- Task description: Each line from the one containing "Category: bare stem" through the end of the listing below must be copied exactly; pictures are excluded.
-=-=-
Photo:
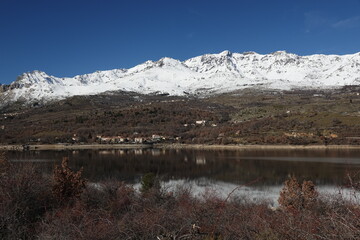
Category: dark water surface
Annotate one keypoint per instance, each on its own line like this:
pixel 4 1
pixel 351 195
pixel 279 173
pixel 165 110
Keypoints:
pixel 271 167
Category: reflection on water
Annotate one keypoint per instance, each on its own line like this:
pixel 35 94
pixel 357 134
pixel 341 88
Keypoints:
pixel 271 167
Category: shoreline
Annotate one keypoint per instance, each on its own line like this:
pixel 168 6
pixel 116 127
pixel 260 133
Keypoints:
pixel 59 147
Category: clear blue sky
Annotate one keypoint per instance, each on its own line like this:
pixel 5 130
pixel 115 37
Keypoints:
pixel 65 38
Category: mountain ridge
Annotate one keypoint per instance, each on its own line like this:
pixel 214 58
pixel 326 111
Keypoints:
pixel 205 74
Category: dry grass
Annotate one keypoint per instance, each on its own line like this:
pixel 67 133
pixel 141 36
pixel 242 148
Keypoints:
pixel 114 210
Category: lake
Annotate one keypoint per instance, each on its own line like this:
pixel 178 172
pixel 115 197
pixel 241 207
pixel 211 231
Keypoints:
pixel 221 170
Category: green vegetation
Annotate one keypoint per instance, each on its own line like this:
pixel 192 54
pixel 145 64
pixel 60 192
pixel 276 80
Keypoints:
pixel 244 117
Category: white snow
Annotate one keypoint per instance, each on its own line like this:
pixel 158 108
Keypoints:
pixel 209 73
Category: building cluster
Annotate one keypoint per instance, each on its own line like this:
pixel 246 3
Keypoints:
pixel 134 140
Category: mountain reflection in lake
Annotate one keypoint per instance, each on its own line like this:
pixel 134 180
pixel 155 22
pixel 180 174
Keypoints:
pixel 270 167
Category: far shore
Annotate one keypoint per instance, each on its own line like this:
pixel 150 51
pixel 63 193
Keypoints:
pixel 169 146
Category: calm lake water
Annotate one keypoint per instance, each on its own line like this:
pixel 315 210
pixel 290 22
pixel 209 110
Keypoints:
pixel 269 167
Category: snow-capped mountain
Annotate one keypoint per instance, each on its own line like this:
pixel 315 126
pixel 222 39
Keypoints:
pixel 206 74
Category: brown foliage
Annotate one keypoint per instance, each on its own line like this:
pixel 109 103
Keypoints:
pixel 296 196
pixel 67 184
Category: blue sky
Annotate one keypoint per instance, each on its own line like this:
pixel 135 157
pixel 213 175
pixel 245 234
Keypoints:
pixel 65 38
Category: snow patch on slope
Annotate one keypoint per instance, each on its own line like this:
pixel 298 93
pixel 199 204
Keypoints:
pixel 209 73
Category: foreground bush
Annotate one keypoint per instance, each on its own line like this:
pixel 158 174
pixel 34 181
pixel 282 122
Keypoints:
pixel 114 210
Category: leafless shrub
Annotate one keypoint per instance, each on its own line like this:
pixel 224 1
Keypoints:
pixel 296 196
pixel 25 196
pixel 68 184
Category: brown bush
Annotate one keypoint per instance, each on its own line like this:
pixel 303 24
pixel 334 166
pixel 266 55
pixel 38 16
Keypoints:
pixel 68 184
pixel 296 196
pixel 25 196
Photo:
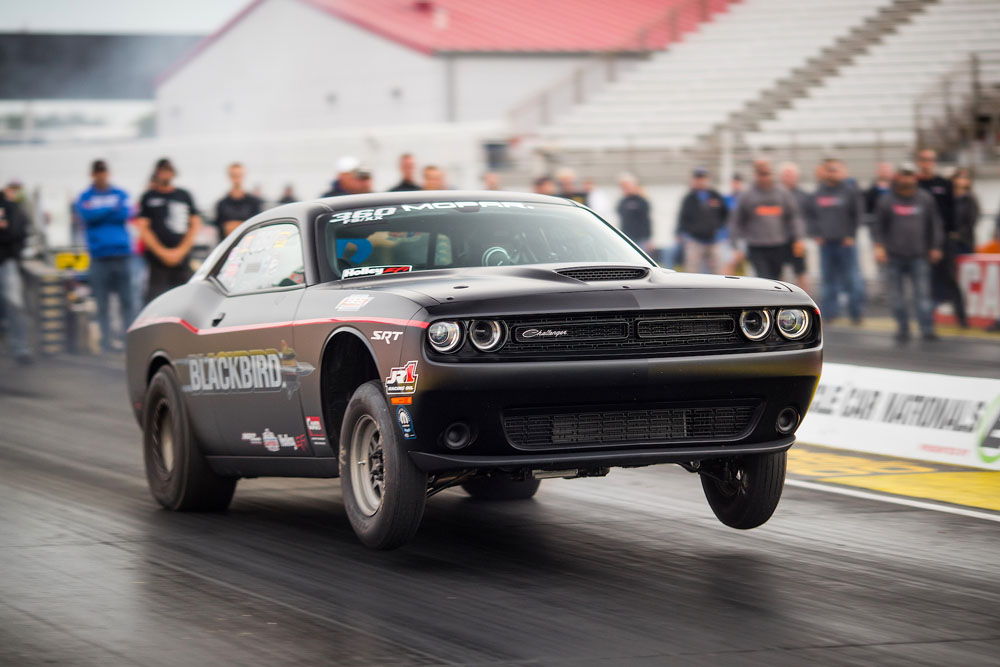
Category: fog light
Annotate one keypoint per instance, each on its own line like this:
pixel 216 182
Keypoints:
pixel 793 323
pixel 755 324
pixel 445 336
pixel 457 435
pixel 787 420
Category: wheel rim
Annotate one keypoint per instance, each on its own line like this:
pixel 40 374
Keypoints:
pixel 367 466
pixel 163 438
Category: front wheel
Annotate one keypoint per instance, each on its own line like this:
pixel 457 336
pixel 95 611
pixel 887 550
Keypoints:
pixel 383 491
pixel 744 491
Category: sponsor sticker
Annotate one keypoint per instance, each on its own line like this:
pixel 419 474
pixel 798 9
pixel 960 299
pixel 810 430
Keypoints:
pixel 354 302
pixel 314 425
pixel 388 336
pixel 402 380
pixel 369 271
pixel 405 423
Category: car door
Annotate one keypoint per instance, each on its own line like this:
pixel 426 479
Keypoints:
pixel 253 375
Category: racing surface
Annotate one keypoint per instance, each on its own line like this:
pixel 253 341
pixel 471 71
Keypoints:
pixel 628 569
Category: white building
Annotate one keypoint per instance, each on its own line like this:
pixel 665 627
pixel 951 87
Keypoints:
pixel 322 64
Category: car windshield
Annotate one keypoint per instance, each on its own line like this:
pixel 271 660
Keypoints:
pixel 453 234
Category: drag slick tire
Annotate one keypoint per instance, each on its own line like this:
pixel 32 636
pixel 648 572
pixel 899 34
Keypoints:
pixel 744 491
pixel 501 488
pixel 179 477
pixel 383 491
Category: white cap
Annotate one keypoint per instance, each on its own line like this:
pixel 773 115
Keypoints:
pixel 347 163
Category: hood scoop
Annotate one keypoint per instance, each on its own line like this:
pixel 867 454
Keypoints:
pixel 597 273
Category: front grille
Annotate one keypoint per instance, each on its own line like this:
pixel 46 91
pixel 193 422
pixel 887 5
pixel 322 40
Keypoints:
pixel 604 273
pixel 577 427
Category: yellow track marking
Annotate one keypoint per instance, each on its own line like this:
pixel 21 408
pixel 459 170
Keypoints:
pixel 972 489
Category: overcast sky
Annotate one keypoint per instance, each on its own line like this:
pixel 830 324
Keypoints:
pixel 114 16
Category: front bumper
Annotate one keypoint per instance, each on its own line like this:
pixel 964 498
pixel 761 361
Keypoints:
pixel 481 394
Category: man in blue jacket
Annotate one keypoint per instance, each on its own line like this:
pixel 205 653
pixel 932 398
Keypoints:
pixel 104 210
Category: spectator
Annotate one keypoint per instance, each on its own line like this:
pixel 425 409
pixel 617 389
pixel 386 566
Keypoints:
pixel 407 168
pixel 237 205
pixel 104 210
pixel 434 178
pixel 168 222
pixel 566 179
pixel 908 236
pixel 352 178
pixel 966 212
pixel 633 212
pixel 703 213
pixel 789 177
pixel 767 222
pixel 544 185
pixel 833 214
pixel 881 185
pixel 944 286
pixel 13 232
pixel 288 195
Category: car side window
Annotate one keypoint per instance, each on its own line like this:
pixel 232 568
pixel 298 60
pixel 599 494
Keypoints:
pixel 265 258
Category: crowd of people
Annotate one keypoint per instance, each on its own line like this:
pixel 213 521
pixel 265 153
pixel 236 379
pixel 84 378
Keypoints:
pixel 918 220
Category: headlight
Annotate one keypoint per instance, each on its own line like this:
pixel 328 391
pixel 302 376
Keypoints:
pixel 755 324
pixel 445 336
pixel 487 335
pixel 793 323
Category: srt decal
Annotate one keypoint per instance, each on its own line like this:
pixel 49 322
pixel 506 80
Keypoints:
pixel 246 371
pixel 388 336
pixel 367 271
pixel 354 302
pixel 405 423
pixel 314 425
pixel 402 380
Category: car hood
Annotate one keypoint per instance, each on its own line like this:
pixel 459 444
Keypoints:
pixel 517 288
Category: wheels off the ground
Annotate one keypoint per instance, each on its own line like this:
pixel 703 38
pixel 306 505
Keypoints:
pixel 383 491
pixel 501 488
pixel 179 477
pixel 744 491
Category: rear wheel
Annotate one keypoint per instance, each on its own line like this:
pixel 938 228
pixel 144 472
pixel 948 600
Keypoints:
pixel 179 477
pixel 501 488
pixel 744 491
pixel 383 491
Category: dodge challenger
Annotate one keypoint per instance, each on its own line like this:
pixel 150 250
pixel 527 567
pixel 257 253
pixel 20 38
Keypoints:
pixel 412 342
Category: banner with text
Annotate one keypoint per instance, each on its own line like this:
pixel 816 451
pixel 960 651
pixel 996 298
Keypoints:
pixel 940 418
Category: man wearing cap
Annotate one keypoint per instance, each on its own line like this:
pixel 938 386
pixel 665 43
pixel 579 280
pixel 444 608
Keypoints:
pixel 238 204
pixel 766 221
pixel 909 235
pixel 703 213
pixel 352 178
pixel 168 223
pixel 104 211
pixel 407 169
pixel 833 215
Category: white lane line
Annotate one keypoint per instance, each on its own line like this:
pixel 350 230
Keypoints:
pixel 896 500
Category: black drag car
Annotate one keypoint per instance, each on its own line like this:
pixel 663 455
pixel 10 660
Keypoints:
pixel 410 342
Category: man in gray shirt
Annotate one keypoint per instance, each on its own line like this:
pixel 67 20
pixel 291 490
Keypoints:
pixel 832 215
pixel 767 223
pixel 909 236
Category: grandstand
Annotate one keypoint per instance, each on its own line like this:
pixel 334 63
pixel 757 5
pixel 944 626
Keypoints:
pixel 841 75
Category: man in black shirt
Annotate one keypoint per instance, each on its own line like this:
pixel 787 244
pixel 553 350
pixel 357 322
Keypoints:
pixel 237 206
pixel 168 222
pixel 944 285
pixel 407 168
pixel 633 211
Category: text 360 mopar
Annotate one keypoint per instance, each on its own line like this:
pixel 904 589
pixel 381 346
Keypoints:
pixel 408 343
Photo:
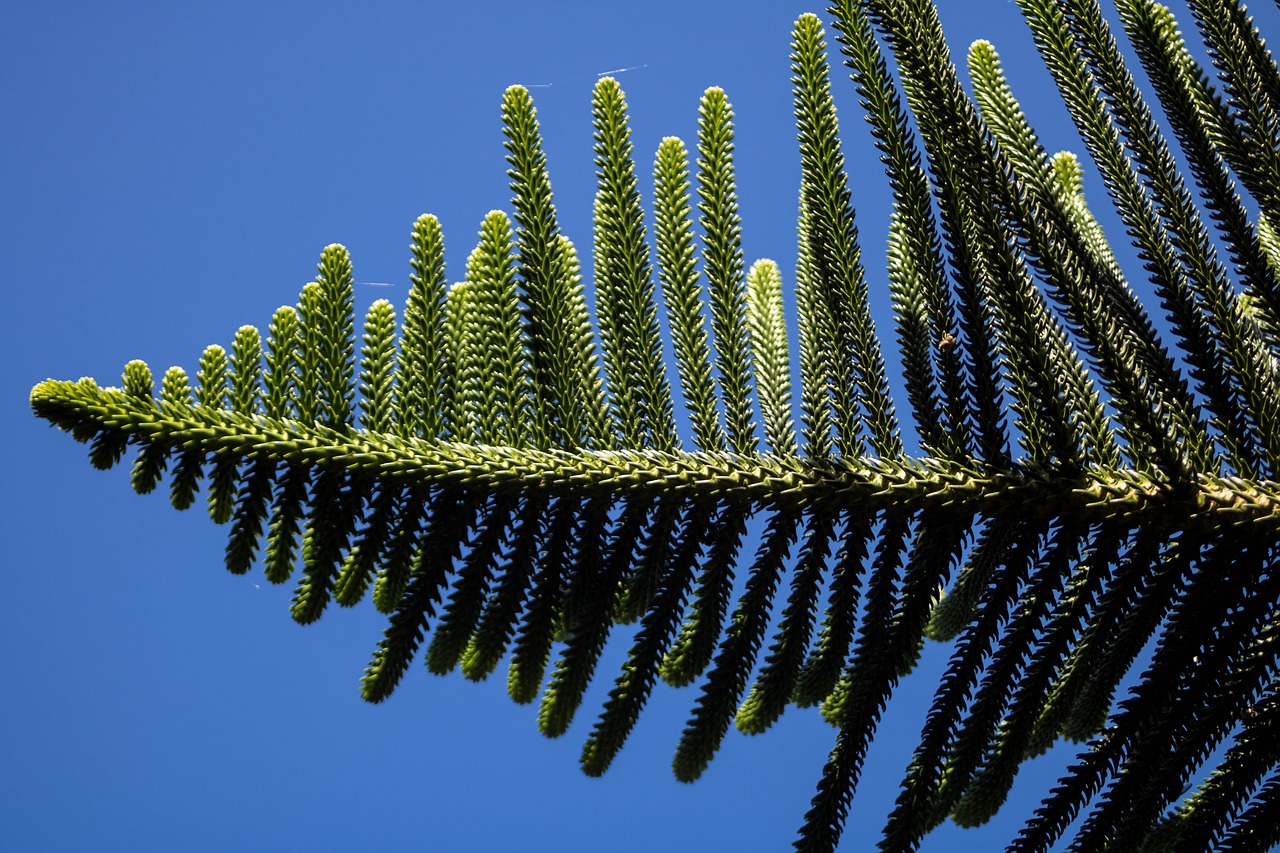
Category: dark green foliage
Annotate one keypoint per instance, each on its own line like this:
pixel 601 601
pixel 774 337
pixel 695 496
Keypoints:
pixel 1083 492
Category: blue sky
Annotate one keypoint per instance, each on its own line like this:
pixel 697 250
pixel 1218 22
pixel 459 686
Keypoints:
pixel 172 172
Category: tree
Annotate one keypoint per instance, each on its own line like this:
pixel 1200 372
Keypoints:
pixel 506 474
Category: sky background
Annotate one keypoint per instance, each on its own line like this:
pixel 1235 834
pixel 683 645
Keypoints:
pixel 172 172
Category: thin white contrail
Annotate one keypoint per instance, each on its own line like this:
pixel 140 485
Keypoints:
pixel 595 76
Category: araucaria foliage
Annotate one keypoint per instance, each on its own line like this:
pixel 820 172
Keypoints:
pixel 504 477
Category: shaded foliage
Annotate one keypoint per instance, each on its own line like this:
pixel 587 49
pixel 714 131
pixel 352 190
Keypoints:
pixel 506 480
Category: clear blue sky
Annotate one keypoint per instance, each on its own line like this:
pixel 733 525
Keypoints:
pixel 172 172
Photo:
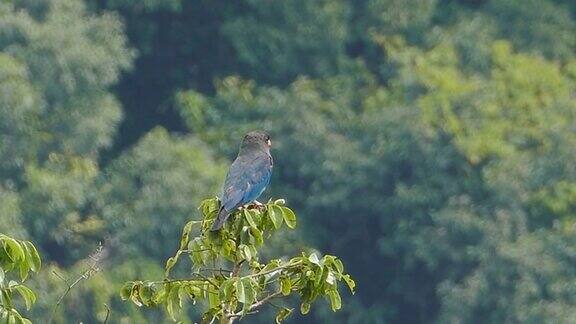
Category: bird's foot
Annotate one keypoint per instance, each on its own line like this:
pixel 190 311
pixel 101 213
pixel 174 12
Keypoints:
pixel 256 205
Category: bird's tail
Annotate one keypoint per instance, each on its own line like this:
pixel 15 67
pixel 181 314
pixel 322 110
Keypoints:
pixel 220 219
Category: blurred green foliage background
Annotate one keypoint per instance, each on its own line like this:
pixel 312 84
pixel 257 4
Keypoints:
pixel 428 143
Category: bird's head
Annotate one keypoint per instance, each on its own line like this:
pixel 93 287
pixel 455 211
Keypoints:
pixel 256 140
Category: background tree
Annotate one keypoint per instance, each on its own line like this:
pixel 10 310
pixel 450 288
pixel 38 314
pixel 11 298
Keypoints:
pixel 427 143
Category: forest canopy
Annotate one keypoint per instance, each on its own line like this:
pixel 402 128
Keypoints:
pixel 429 144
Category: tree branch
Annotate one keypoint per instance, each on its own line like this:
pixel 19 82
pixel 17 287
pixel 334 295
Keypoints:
pixel 95 257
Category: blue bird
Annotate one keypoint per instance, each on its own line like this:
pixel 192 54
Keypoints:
pixel 248 176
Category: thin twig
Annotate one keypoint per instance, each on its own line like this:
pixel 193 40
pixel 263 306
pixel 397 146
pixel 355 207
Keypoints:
pixel 95 257
pixel 262 273
pixel 107 314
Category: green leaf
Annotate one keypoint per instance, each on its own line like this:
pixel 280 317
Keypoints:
pixel 185 235
pixel 249 294
pixel 27 294
pixel 351 284
pixel 289 217
pixel 240 292
pixel 305 308
pixel 275 213
pixel 335 300
pixel 314 259
pixel 169 265
pixel 285 285
pixel 339 266
pixel 246 252
pixel 24 270
pixel 5 299
pixel 13 249
pixel 226 289
pixel 249 218
pixel 258 238
pixel 173 301
pixel 126 290
pixel 283 314
pixel 213 295
pixel 36 263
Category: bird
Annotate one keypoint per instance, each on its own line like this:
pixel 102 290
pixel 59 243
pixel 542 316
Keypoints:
pixel 247 177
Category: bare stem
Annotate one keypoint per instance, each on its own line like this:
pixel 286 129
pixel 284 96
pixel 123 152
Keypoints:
pixel 92 268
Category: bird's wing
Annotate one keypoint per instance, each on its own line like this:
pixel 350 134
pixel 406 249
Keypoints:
pixel 246 180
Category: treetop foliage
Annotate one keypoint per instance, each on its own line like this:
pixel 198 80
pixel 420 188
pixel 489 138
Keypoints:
pixel 228 275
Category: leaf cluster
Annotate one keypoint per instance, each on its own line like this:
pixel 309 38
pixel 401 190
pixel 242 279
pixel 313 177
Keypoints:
pixel 228 275
pixel 20 257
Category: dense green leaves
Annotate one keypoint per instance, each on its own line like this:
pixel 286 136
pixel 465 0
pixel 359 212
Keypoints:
pixel 18 257
pixel 240 284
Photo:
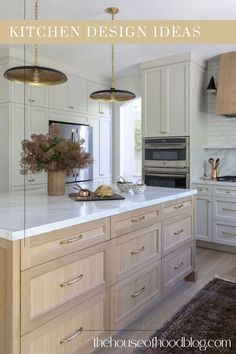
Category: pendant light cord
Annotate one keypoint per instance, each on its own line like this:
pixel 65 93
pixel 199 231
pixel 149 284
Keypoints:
pixel 36 50
pixel 113 59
-=-=-
- Solution to this exercise:
Category: bare stem
Annotate one keypoint per instance, each on its own line like this:
pixel 286 129
pixel 284 96
pixel 123 152
Keypoints:
pixel 92 268
Category: bird's wing
Annotate one keypoint per instance, each on its own line like this:
pixel 350 134
pixel 406 249
Keypoints:
pixel 246 180
Category: treetop foliage
Annotate one keypoint per instance, each on its own line like this:
pixel 198 80
pixel 420 188
pixel 489 138
Keypoints:
pixel 228 275
Category: leaf cluster
Annotate one keypoint per instance, each on its own line like this:
pixel 309 38
pixel 401 190
pixel 242 279
pixel 313 177
Keypoints:
pixel 228 275
pixel 20 257
Category: dense green leaves
Annotate one keypoint per instance, each on its own line like this:
pixel 286 136
pixel 465 0
pixel 359 212
Keypoints:
pixel 18 257
pixel 240 284
Photo:
Category: pendant light cord
Annotate one keypoint per instance, each on its own line like this:
pixel 65 93
pixel 199 231
pixel 149 284
Keypoints:
pixel 36 50
pixel 113 59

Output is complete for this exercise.